Source material:
--- START ---

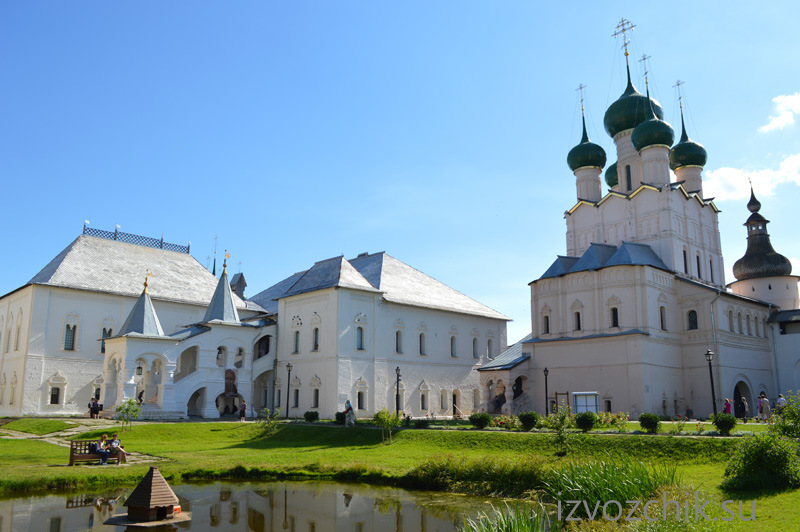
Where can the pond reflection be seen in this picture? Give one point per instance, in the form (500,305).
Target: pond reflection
(256,507)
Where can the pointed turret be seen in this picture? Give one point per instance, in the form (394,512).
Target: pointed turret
(143,318)
(760,259)
(222,306)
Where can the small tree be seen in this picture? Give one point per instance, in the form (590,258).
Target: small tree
(585,420)
(650,422)
(529,420)
(480,420)
(127,411)
(268,420)
(724,423)
(386,421)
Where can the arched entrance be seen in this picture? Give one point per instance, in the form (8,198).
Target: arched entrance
(742,391)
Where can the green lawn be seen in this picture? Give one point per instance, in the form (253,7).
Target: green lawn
(236,450)
(38,426)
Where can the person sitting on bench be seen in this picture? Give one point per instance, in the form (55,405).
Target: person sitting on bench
(115,448)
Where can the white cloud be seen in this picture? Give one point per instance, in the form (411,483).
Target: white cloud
(732,183)
(786,106)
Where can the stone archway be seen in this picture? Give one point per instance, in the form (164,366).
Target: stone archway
(742,391)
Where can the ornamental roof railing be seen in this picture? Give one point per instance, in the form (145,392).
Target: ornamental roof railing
(135,239)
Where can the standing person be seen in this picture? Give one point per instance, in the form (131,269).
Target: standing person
(765,408)
(349,414)
(95,409)
(728,406)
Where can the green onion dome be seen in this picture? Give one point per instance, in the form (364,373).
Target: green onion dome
(686,152)
(652,132)
(586,153)
(629,110)
(612,179)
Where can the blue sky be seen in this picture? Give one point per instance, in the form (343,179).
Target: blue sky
(434,131)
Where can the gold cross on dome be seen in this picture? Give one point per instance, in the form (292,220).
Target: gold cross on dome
(623,28)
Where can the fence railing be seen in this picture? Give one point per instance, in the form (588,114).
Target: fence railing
(135,239)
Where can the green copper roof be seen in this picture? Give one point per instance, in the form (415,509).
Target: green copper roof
(686,152)
(629,110)
(611,176)
(586,153)
(652,132)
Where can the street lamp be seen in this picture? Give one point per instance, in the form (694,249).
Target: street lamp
(546,405)
(288,387)
(397,393)
(710,356)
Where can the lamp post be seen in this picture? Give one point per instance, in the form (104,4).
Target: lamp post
(546,405)
(397,393)
(288,387)
(710,356)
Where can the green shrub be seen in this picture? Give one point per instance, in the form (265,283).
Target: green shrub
(763,461)
(480,420)
(650,423)
(529,420)
(585,420)
(787,421)
(724,423)
(422,423)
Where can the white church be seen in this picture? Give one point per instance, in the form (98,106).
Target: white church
(94,323)
(625,319)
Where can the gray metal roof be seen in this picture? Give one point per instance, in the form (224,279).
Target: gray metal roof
(222,306)
(603,256)
(142,319)
(329,273)
(509,358)
(378,272)
(102,265)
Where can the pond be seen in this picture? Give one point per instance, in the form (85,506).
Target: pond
(256,507)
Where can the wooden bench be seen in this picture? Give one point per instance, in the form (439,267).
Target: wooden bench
(79,452)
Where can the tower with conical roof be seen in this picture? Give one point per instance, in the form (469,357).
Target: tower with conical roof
(763,273)
(222,307)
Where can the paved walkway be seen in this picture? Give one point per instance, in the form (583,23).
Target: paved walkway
(61,438)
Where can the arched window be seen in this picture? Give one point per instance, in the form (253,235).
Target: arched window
(105,334)
(360,338)
(692,320)
(628,180)
(69,337)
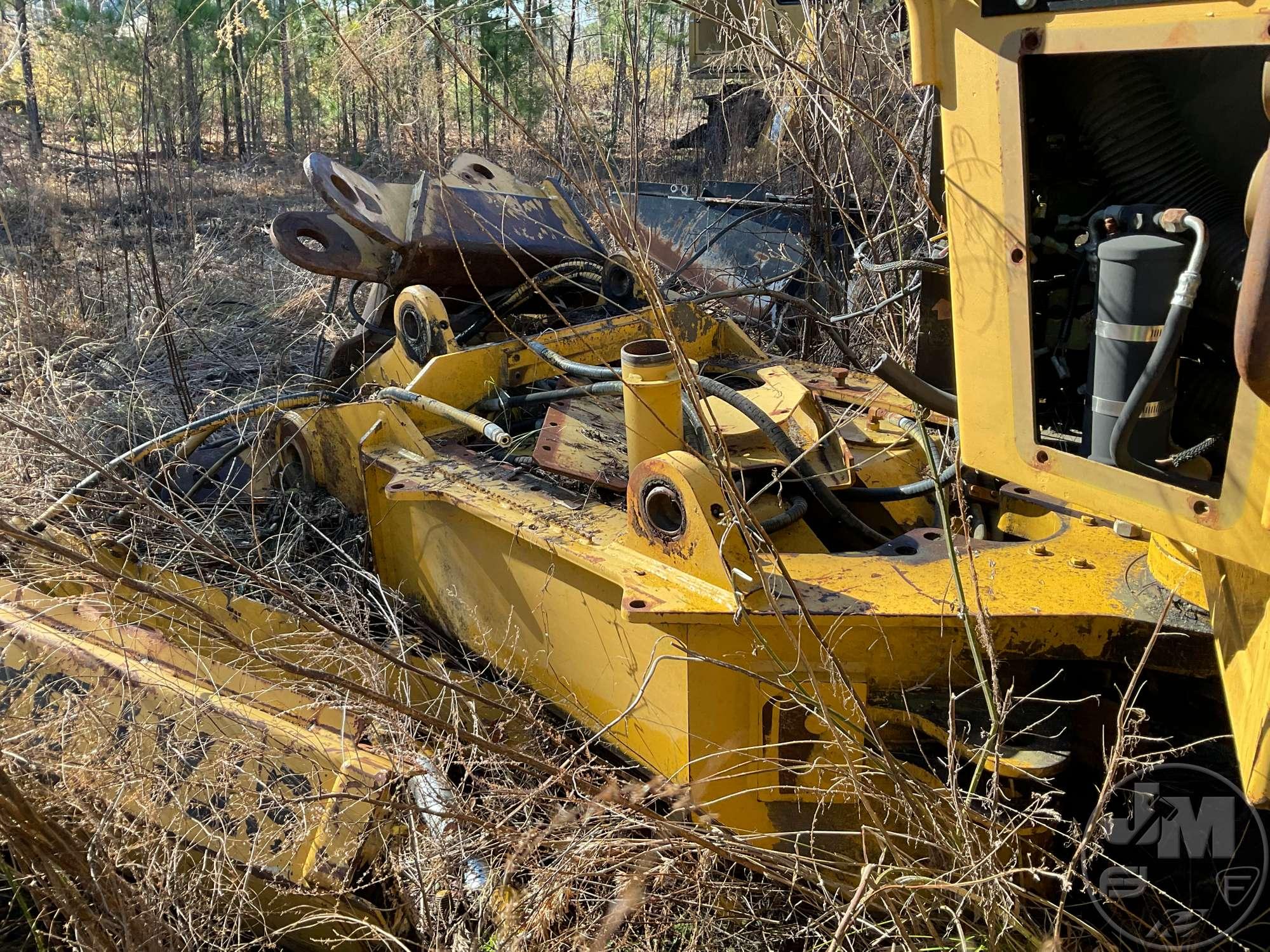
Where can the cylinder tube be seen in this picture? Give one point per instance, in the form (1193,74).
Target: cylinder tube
(652,398)
(1137,276)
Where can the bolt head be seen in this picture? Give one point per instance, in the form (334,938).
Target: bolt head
(1126,530)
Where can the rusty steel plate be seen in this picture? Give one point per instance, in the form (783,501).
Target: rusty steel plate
(586,440)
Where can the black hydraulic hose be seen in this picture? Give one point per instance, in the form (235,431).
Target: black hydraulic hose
(896,376)
(713,241)
(589,371)
(792,454)
(539,397)
(580,272)
(692,421)
(796,511)
(909,491)
(899,494)
(195,428)
(900,379)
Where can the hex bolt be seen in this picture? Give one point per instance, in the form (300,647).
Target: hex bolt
(1126,530)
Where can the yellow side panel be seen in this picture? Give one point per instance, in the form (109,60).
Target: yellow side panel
(976,64)
(1241,620)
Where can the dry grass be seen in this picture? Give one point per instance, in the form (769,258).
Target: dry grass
(581,854)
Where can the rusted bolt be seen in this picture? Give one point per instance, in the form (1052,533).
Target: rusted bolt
(1126,530)
(1173,220)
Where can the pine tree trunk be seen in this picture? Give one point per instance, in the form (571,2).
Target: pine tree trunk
(239,131)
(36,140)
(441,86)
(568,77)
(195,122)
(285,50)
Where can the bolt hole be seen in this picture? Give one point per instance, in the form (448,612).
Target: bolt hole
(313,241)
(344,188)
(370,204)
(412,326)
(665,511)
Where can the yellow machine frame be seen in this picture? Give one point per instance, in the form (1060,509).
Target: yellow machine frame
(975,64)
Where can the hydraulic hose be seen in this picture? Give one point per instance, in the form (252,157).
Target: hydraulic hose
(778,437)
(487,428)
(590,371)
(580,272)
(909,491)
(195,430)
(789,450)
(896,376)
(693,422)
(796,511)
(1163,360)
(542,397)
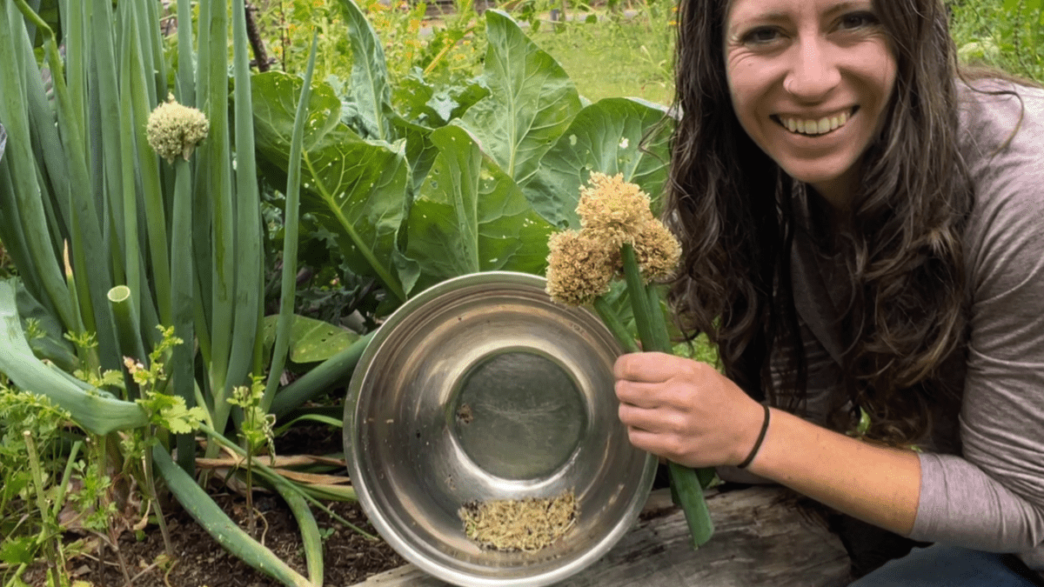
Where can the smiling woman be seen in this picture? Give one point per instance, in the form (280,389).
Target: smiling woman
(809,83)
(860,221)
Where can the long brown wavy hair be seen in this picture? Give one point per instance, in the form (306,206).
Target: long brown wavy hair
(734,210)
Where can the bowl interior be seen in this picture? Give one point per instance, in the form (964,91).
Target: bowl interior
(481,389)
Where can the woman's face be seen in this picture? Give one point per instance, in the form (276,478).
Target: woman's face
(810,80)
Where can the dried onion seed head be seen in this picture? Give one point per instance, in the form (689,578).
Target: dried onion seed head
(579,268)
(174,130)
(657,251)
(613,209)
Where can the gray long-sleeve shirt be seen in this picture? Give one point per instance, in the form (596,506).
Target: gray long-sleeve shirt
(983,487)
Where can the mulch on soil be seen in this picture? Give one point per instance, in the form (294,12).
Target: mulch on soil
(349,557)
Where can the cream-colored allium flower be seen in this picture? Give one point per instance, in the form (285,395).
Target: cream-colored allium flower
(578,267)
(174,130)
(657,251)
(613,209)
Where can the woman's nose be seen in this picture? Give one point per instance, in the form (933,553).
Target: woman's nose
(813,73)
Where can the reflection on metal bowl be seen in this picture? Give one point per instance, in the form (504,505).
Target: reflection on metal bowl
(480,389)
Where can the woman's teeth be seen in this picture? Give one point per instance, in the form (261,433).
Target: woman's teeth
(820,126)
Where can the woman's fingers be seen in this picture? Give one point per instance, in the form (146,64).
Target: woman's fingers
(651,368)
(639,393)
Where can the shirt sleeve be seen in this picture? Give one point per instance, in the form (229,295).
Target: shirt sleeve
(992,496)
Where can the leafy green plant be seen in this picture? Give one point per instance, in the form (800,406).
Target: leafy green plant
(33,483)
(1004,34)
(123,275)
(255,431)
(458,181)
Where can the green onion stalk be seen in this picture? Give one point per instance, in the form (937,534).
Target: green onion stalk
(620,235)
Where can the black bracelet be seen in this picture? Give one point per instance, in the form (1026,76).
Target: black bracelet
(757,444)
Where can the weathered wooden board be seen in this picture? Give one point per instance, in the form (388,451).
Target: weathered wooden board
(761,538)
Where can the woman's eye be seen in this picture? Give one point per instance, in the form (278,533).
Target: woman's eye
(857,20)
(761,36)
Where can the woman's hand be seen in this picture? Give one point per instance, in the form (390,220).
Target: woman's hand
(685,411)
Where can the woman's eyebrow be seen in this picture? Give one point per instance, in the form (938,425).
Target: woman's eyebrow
(849,5)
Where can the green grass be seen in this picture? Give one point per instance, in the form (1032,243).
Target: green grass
(613,60)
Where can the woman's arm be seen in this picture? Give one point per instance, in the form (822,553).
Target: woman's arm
(689,413)
(875,484)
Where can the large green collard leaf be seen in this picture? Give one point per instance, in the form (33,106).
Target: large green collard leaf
(311,341)
(355,188)
(470,216)
(370,74)
(531,100)
(604,137)
(434,107)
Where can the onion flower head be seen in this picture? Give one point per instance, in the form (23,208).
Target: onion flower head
(579,267)
(613,209)
(174,130)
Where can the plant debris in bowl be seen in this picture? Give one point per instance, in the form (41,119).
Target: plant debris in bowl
(519,524)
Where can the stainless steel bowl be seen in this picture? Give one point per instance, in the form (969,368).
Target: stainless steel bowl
(481,389)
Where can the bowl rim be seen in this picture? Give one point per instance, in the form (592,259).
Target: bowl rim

--- END ---

Try it:
Using the entries above, give again exactly the lines from the line holding "Target: small tree" through the line holding "Where can the stone". Include both end lines and nothing else.

Response:
Target: small tree
(585,420)
(650,422)
(529,420)
(480,420)
(127,411)
(268,420)
(724,423)
(386,421)
Where can the arched entrance be seen in this picture? Give one point per instance, in the form (8,198).
Target: arched entrance
(742,391)
Where can the green lawn be seen in this picture? Give one point per instance, in the form (253,7).
Target: green lawn
(236,450)
(38,426)
Where can the person sitting on bench be seen in this picture? Give one point per instance, in the form (55,405).
Target: person sitting on bench
(115,448)
Where can the white cloud be seen in this picture? Give one point per instance, in the form (411,483).
Target: white cloud
(732,183)
(786,106)
Where can the stone archway be seen in this picture? Give one point per instance, in the form (164,366).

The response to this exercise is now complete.